• [목표]: 아래 데이터 전체를 한 줄에 문자열 하나씩 담은 JSON 목록으로 바꾸되, 빈 줄은 넣지 마세요. 답에는 그림을 포함하지 마세요.

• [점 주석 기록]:

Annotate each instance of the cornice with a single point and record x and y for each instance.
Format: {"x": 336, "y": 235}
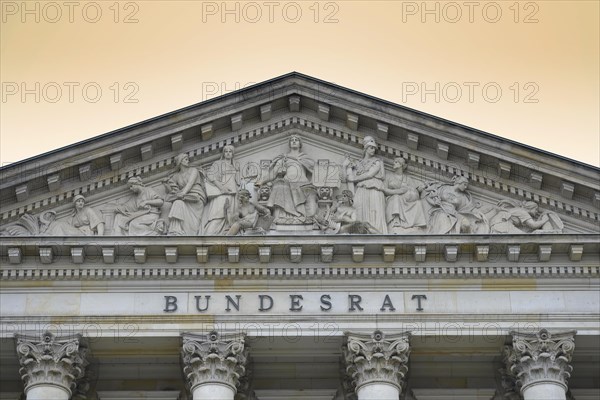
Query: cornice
{"x": 299, "y": 257}
{"x": 428, "y": 165}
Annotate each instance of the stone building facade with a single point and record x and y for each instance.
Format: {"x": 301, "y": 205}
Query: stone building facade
{"x": 299, "y": 240}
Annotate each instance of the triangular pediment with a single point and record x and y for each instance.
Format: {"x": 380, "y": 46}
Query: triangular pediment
{"x": 333, "y": 123}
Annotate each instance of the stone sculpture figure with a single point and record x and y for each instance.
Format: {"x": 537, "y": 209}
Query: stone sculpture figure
{"x": 404, "y": 211}
{"x": 85, "y": 219}
{"x": 247, "y": 215}
{"x": 368, "y": 175}
{"x": 453, "y": 210}
{"x": 139, "y": 216}
{"x": 187, "y": 194}
{"x": 345, "y": 214}
{"x": 293, "y": 200}
{"x": 524, "y": 217}
{"x": 35, "y": 225}
{"x": 223, "y": 180}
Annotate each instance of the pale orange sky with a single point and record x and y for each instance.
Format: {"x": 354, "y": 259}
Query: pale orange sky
{"x": 542, "y": 55}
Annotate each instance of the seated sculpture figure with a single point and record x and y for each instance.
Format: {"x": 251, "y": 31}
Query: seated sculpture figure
{"x": 524, "y": 217}
{"x": 293, "y": 200}
{"x": 85, "y": 219}
{"x": 139, "y": 215}
{"x": 346, "y": 215}
{"x": 187, "y": 195}
{"x": 404, "y": 210}
{"x": 452, "y": 209}
{"x": 247, "y": 215}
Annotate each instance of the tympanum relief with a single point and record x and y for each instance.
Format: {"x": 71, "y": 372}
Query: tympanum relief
{"x": 295, "y": 192}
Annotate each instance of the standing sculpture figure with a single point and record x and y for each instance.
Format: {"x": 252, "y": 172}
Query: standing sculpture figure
{"x": 139, "y": 215}
{"x": 453, "y": 211}
{"x": 404, "y": 209}
{"x": 368, "y": 175}
{"x": 293, "y": 199}
{"x": 188, "y": 195}
{"x": 85, "y": 219}
{"x": 224, "y": 177}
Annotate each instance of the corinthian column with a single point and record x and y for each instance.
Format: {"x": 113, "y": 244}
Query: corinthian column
{"x": 51, "y": 366}
{"x": 377, "y": 364}
{"x": 213, "y": 364}
{"x": 540, "y": 363}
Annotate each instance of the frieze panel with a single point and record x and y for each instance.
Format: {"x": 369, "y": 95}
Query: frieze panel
{"x": 293, "y": 188}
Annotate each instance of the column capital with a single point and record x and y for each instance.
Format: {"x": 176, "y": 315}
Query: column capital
{"x": 540, "y": 357}
{"x": 48, "y": 360}
{"x": 214, "y": 358}
{"x": 377, "y": 358}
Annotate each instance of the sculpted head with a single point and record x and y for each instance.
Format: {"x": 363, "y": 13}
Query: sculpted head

• [해답]:
[
  "Annotate each instance of the cornice with a single point and record x and y for each instance.",
  "Format: {\"x\": 336, \"y\": 235}",
  "Query: cornice",
  "{\"x\": 299, \"y\": 257}",
  "{\"x\": 428, \"y\": 165}",
  "Annotate each instance of the stone building facade with a single point and record x and y for each instance.",
  "Format: {\"x\": 301, \"y\": 205}",
  "Query: stone building facade",
  "{\"x\": 299, \"y\": 240}",
  "Annotate each instance of the triangular pediment with a single point and record x and y for each instance.",
  "Format: {\"x\": 380, \"y\": 46}",
  "Query: triangular pediment",
  "{\"x\": 333, \"y\": 123}",
  "Annotate each instance of the stone sculpture figure with a single point and record x and y for each instance.",
  "Format: {\"x\": 537, \"y\": 209}",
  "Query: stone sculpture figure",
  "{\"x\": 404, \"y\": 211}",
  "{\"x\": 85, \"y\": 219}",
  "{\"x\": 247, \"y\": 215}",
  "{\"x\": 368, \"y\": 175}",
  "{\"x\": 453, \"y\": 210}",
  "{\"x\": 139, \"y\": 216}",
  "{\"x\": 187, \"y\": 194}",
  "{\"x\": 345, \"y\": 214}",
  "{\"x\": 293, \"y\": 200}",
  "{\"x\": 524, \"y\": 217}",
  "{\"x\": 35, \"y\": 225}",
  "{\"x\": 223, \"y\": 180}",
  "Annotate each instance of the pale orange sky with a single point and record x and y for each instance.",
  "Format: {\"x\": 354, \"y\": 259}",
  "Query: pale orange sky",
  "{\"x\": 542, \"y\": 55}",
  "Annotate each instance of the seated sculpture figure with a single point and record x and y for each instance.",
  "Format: {\"x\": 251, \"y\": 31}",
  "Query: seated sculpture figure",
  "{\"x\": 524, \"y\": 217}",
  "{\"x\": 293, \"y\": 200}",
  "{\"x\": 85, \"y\": 219}",
  "{\"x\": 139, \"y\": 215}",
  "{\"x\": 346, \"y\": 215}",
  "{\"x\": 187, \"y\": 195}",
  "{\"x\": 404, \"y\": 210}",
  "{\"x\": 452, \"y\": 209}",
  "{\"x\": 247, \"y\": 215}",
  "Annotate each instance of the tympanum relief with a single point and record x and y for each instance.",
  "Format: {\"x\": 71, \"y\": 372}",
  "Query: tympanum relief",
  "{\"x\": 295, \"y\": 192}",
  "Annotate each instance of the standing sculpture figure with a single point and record x and y for each instance.",
  "Format: {\"x\": 252, \"y\": 172}",
  "Query: standing sculpture figure",
  "{\"x\": 139, \"y\": 215}",
  "{\"x\": 453, \"y\": 211}",
  "{\"x\": 404, \"y\": 209}",
  "{\"x\": 368, \"y\": 175}",
  "{\"x\": 293, \"y\": 199}",
  "{\"x\": 188, \"y\": 195}",
  "{\"x\": 85, \"y\": 219}",
  "{\"x\": 224, \"y\": 177}",
  "Annotate each instance of the corinthian column with a single point and record x and y for each instance.",
  "Format: {\"x\": 113, \"y\": 244}",
  "Query: corinthian column",
  "{\"x\": 51, \"y\": 366}",
  "{\"x\": 377, \"y\": 364}",
  "{\"x\": 213, \"y\": 364}",
  "{\"x\": 540, \"y\": 363}",
  "Annotate each instance of the frieze panel with a single point and record x and y for each instance.",
  "Format: {\"x\": 369, \"y\": 95}",
  "Query: frieze panel",
  "{\"x\": 293, \"y\": 188}",
  "Annotate each instance of the column capital with a single point and record x and y for each instance.",
  "Format: {\"x\": 176, \"y\": 315}",
  "Query: column capital",
  "{\"x\": 540, \"y\": 357}",
  "{\"x\": 48, \"y\": 360}",
  "{\"x\": 214, \"y\": 358}",
  "{\"x\": 377, \"y\": 358}",
  "Annotate each instance of the sculpted head with a single point and record x and y for each instance.",
  "Format: {\"x\": 363, \"y\": 13}",
  "Query: sculpted head"
]